Morning Star, 19 March 2005

By Ken Livingstone

This month marks the first anniversary of the French law banning students from wearing conspicuous religious symbols in schools.

I have given the fullest support to the campaign against this attack on the rights of minority religious communities in France.

In February last year, just before the French parliament voted overwhelmingly in favour of the ban, I wrote to prime minister Jean-Pierre Raffarin warning that the new law would be a blow to good community relations throughout Europe, and would inflame tensions between communities and encourage attacks on minorities.

Earlier this month the UN Committee on the Elimination of Racial Discrimination drew attention to the problem of racism in France.

The committee urged the French government to prevent the law against conspicuous religious symbols “from denying any pupil the right to education and to ensure that everyone can always exercise that right”.

But this is precisely the right that the French law does deny many pupils.
============
*LIST OF TASKS*
- a) In the column on France's school ban on religious symbols, which UN body drew attention to racism in France earlier this month?
- b) Extend the column on France's school ban on religious symbols, picking up after its last sentence.
The items that follow are separate material and unrelated to the column on France's school ban on religious symbols.
============
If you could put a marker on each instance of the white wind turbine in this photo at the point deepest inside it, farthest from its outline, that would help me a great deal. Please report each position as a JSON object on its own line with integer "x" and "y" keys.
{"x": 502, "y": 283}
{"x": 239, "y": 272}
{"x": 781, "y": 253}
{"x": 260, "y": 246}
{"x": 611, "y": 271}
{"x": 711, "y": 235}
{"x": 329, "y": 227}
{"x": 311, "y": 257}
============
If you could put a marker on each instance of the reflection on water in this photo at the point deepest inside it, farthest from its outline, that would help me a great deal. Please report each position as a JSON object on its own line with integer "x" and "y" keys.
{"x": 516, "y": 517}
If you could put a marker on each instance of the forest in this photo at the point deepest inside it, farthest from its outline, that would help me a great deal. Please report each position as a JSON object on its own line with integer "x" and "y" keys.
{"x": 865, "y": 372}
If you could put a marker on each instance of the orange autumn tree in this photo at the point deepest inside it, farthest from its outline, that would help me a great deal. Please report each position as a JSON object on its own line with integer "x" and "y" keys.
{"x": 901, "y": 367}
============
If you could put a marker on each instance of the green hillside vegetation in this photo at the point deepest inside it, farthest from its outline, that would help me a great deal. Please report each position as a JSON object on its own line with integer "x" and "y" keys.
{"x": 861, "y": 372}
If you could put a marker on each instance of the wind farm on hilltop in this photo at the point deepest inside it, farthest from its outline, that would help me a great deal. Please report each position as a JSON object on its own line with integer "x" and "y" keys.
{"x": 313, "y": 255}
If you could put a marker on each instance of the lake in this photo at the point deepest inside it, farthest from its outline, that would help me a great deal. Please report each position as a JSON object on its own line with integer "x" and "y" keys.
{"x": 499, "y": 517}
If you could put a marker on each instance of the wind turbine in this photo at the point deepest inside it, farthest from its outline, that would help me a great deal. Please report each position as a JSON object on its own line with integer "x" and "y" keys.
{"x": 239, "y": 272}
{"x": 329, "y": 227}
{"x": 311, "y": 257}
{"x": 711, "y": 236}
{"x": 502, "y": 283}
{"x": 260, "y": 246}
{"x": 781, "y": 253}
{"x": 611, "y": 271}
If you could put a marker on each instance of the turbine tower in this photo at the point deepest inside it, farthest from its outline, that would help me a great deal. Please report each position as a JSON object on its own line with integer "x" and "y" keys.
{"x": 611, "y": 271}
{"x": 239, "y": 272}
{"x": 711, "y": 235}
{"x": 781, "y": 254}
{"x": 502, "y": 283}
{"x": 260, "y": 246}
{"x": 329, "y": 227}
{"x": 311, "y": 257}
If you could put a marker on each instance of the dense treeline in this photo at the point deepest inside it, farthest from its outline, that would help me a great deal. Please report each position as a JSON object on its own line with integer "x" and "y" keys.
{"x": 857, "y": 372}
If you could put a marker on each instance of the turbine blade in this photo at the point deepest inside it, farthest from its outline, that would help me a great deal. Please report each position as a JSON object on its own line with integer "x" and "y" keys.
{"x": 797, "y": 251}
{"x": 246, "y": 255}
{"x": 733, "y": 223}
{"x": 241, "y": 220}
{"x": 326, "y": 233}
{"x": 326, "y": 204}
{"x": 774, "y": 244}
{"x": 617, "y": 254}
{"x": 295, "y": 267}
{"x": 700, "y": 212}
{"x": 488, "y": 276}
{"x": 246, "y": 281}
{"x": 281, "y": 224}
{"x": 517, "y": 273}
============
*ANSWERS*
- a) The UN Committee on the Elimination of Racial Discrimination.

- b)
According to the French government’s own figures, when the law came into force at the start of the September 2004 school term, over 600 students defied the ban.

Some were forced out of the state system and into private education, while many others were obliged to comply with the law under threat of expulsion.

At least 47 Muslim girls have been excluded from French schools for continuing to wear the hijab (Islamic headscarf), and hundreds more have been compelled to renounce a form of dress that they believe is an important aspect of their religion.

In addition, three Sikh students have been expelled for refusing to remove their turbans and another two have been refused admission to their school.